• _Problem statement_
Write out every entry below word for word, leaving nothing out.

• _Data provided_

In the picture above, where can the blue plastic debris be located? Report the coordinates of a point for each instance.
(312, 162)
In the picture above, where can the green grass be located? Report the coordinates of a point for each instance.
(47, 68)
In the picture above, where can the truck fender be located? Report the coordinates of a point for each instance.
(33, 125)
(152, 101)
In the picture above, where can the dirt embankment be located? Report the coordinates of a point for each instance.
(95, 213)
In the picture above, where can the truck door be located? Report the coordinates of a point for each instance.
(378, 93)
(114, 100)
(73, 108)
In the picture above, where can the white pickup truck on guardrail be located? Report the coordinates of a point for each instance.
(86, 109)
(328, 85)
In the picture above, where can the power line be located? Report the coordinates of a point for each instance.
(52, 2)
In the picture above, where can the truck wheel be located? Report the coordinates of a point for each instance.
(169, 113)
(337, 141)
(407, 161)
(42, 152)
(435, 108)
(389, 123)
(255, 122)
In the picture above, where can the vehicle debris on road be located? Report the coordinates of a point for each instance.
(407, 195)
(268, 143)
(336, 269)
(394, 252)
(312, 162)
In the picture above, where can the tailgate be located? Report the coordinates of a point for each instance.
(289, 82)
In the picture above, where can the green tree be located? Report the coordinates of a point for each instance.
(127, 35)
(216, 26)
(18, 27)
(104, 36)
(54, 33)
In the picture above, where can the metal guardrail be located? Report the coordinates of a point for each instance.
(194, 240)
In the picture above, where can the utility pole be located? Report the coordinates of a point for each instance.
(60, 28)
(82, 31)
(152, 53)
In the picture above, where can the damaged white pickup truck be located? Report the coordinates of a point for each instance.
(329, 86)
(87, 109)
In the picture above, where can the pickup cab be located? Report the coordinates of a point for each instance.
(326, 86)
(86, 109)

• _Solution for this exercise_
In the picture above, where can the blue plastic debris be located? Report the coordinates of a point for each instance.
(312, 162)
In the picture above, where can the green grass be located? Report the coordinates of a point for each instance.
(47, 68)
In the picture above, where can the truck fender be located? Report the coordinates of a point for each instance.
(33, 125)
(152, 101)
In the picture above, where can the dirt embankment be located? Report the coordinates of a point for each instance.
(95, 213)
In the picture above, where can the truck door be located? Report the coordinates of a point for each instance.
(378, 93)
(114, 100)
(73, 108)
In the picture above, where can the white pickup truck on guardrail be located? Report the coordinates of a point for each instance.
(86, 109)
(328, 85)
In the picture above, where can the power line be located? Report the coordinates of a point for each instance.
(52, 2)
In the picture above, where can the truck wheel be located? Report the coordinates of a point for each instance.
(169, 113)
(337, 141)
(407, 161)
(42, 152)
(435, 108)
(389, 123)
(255, 122)
In the picture above, where can the vehicle debris on road be located? Report the coordinates of a point for each instance.
(407, 195)
(268, 143)
(336, 269)
(394, 252)
(312, 162)
In the picture above, where can the tailgate be located? Report the coordinates of a point for each instance.
(289, 82)
In the picture above, where can the green tree be located? Report the coordinates of a point for each instance.
(127, 35)
(216, 26)
(18, 27)
(104, 36)
(54, 33)
In the picture above, where can the metal guardrail be located? Report the coordinates of a point for each instance.
(194, 240)
In the picture above, where can the utility pole be located? Report the coordinates of a point for each instance.
(60, 28)
(82, 31)
(152, 53)
In the picture above, where can the damaged white pickup truck be located? Report the coordinates of a point for each instance.
(329, 86)
(87, 109)
In the picture above, where can the pickup cab be located? Report the coordinates of a point for each instance.
(326, 86)
(86, 109)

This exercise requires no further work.